— BEGIN DATA LISTING —
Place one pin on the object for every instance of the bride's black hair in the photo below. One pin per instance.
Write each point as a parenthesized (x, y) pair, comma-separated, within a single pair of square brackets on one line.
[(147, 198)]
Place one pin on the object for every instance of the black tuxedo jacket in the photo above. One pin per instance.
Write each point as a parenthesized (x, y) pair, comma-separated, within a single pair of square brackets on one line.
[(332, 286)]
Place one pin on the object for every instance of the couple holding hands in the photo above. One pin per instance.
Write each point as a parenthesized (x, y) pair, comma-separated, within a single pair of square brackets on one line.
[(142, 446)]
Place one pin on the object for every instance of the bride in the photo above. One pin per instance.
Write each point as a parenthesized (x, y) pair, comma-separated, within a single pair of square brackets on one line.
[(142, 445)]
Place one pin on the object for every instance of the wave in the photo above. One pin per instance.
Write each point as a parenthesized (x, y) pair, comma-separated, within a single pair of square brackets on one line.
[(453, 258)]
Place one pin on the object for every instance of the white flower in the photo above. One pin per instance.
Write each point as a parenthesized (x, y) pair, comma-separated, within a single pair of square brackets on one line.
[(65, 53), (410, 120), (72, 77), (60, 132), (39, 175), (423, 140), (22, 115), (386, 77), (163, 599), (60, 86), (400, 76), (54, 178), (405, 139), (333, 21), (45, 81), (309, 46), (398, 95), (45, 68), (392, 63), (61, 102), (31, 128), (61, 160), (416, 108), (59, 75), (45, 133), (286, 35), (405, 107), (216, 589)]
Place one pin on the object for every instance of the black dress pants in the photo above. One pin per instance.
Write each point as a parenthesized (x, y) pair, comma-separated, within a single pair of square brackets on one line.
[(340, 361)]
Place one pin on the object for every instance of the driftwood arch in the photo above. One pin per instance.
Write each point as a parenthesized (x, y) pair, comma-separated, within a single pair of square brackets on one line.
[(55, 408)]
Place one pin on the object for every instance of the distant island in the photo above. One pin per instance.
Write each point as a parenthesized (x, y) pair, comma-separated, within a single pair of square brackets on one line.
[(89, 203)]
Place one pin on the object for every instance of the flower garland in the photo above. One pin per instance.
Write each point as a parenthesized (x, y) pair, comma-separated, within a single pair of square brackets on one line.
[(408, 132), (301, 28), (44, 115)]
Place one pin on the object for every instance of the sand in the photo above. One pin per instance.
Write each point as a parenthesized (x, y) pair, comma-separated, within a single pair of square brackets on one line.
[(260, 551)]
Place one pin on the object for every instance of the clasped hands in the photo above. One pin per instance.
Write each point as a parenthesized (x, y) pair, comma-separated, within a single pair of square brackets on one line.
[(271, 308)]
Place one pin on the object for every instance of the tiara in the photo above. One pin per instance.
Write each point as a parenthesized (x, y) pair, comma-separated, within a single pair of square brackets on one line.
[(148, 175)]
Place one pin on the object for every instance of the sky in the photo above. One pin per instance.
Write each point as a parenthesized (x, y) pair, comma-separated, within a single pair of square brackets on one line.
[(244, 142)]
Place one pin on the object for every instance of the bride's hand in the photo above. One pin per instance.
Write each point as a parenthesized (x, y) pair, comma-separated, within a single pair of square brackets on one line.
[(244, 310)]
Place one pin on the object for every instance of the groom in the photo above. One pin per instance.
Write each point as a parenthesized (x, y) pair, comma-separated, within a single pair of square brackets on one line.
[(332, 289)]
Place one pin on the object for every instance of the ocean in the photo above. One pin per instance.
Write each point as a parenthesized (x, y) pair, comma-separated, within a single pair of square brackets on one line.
— END DATA LISTING —
### REQUIREMENT:
Switch each "pin" in the lines above to "marker", and write all the lines out again with nothing else changed.

### RESULT OF THE TASK:
Place one marker on the object for every instance of the bride's black hair in the photo below. One marker per instance.
Write each point as a parenthesized (x, y) pair, comma-separated, within a single pair of square brackets on one line.
[(147, 198)]
Place one marker on the object for every instance of the black tuxedo jacket in the photo above. One marker per instance.
Write each point as a parenthesized (x, y) pair, comma-separated, within a single pair of square brackets on one line.
[(332, 286)]
Place one marker on the object for every instance of the couple holding hands in the photo above. One marker per instance.
Write each point as a parenthesized (x, y) pair, comma-separated, within a single pair of square brackets on one line.
[(142, 446)]
Place one marker on the object for every instance of the bride in the photo above. One marker per instance.
Write each point as a parenthesized (x, y) pair, comma-separated, within a single pair of square brackets on one line.
[(142, 445)]
Place one marker on the object for every instance of the wave in the photo above. One marker per instance.
Write each point as a parenthesized (x, y) pair, comma-separated, within a single pair of square brackets on one line.
[(453, 258)]
Place one marker on the object for every instance of the white flower in the photo above. One marker per instance.
Write each point as a parenthesized (x, y) pair, comma-separated, within a single pair of square brackets on one line.
[(65, 53), (410, 120), (72, 77), (60, 132), (39, 175), (423, 140), (22, 115), (386, 77), (163, 599), (60, 86), (400, 76), (54, 178), (405, 139), (333, 21), (45, 81), (309, 46), (398, 95), (45, 68), (392, 63), (61, 102), (31, 128), (61, 160), (416, 108), (59, 75), (45, 133), (286, 35), (405, 107), (216, 589)]
Place one marker on the object for every instance of the black dress pants in the photo above. One marker per instance.
Write each point as a parenthesized (x, y) pair, comma-separated, within a single pair of square brackets on one line.
[(340, 361)]
Place one marker on the object for every instance of the driftwood arch in the photo above. One marker per instance.
Write each point as a parenthesized (x, y) pair, comma-separated, within a single pair of square brackets on one line.
[(55, 408)]
Place one marker on the object for every instance of the distant island in the photo above. One marker per instance.
Write each point as a parenthesized (x, y) pair, comma-separated, within a single pair of square brackets on one line.
[(89, 203)]
Place one marker on the object for every instance of the flower garland in the photo above. One marker per instance.
Write each point as a parenthesized (x, y) pair, comma-separated, within a single pair of square brackets on one line.
[(408, 132), (301, 28), (44, 115)]
Place one marker on the object for every instance of the sand in the photo above. One marker per instance.
Write each point as a parenthesized (x, y) pair, comma-separated, within a single pair of square brackets on one line.
[(260, 551)]
Place one marker on the object for every instance of the clasped hands in the photo above. One marker per instance.
Write each point as a parenthesized (x, y) pair, comma-separated, within a single pair of square brackets on one line.
[(271, 308)]
Place one marker on the object for every instance of the tiara in the photo above. One marker per instance.
Write each point as a parenthesized (x, y) pair, comma-separated, within a single pair of square brackets on one line.
[(148, 175)]
Place one marker on the object for every instance of the sky in the photo above. One marker per instance.
Write each point as a parenthesized (x, y) pair, comma-separated, within a single pair of square brackets on one line.
[(244, 142)]
Place one marker on the object for every instance of the bride's hand in the photo above. One marker per instance.
Write each point as a parenthesized (x, y) pair, comma-separated, within a single pair of square brackets on one line.
[(244, 310)]
Place one marker on the object for every instance of the groom in the photo above. One marker per instance.
Write each point as a parenthesized (x, y) pair, comma-separated, within a single pair of square brackets on one line.
[(332, 289)]
Place one marker on the object for every instance of the ocean in the photo above. One marker per instance.
Write each point as a parenthesized (x, y) pair, comma-separated, within a single pair of square brackets on one line.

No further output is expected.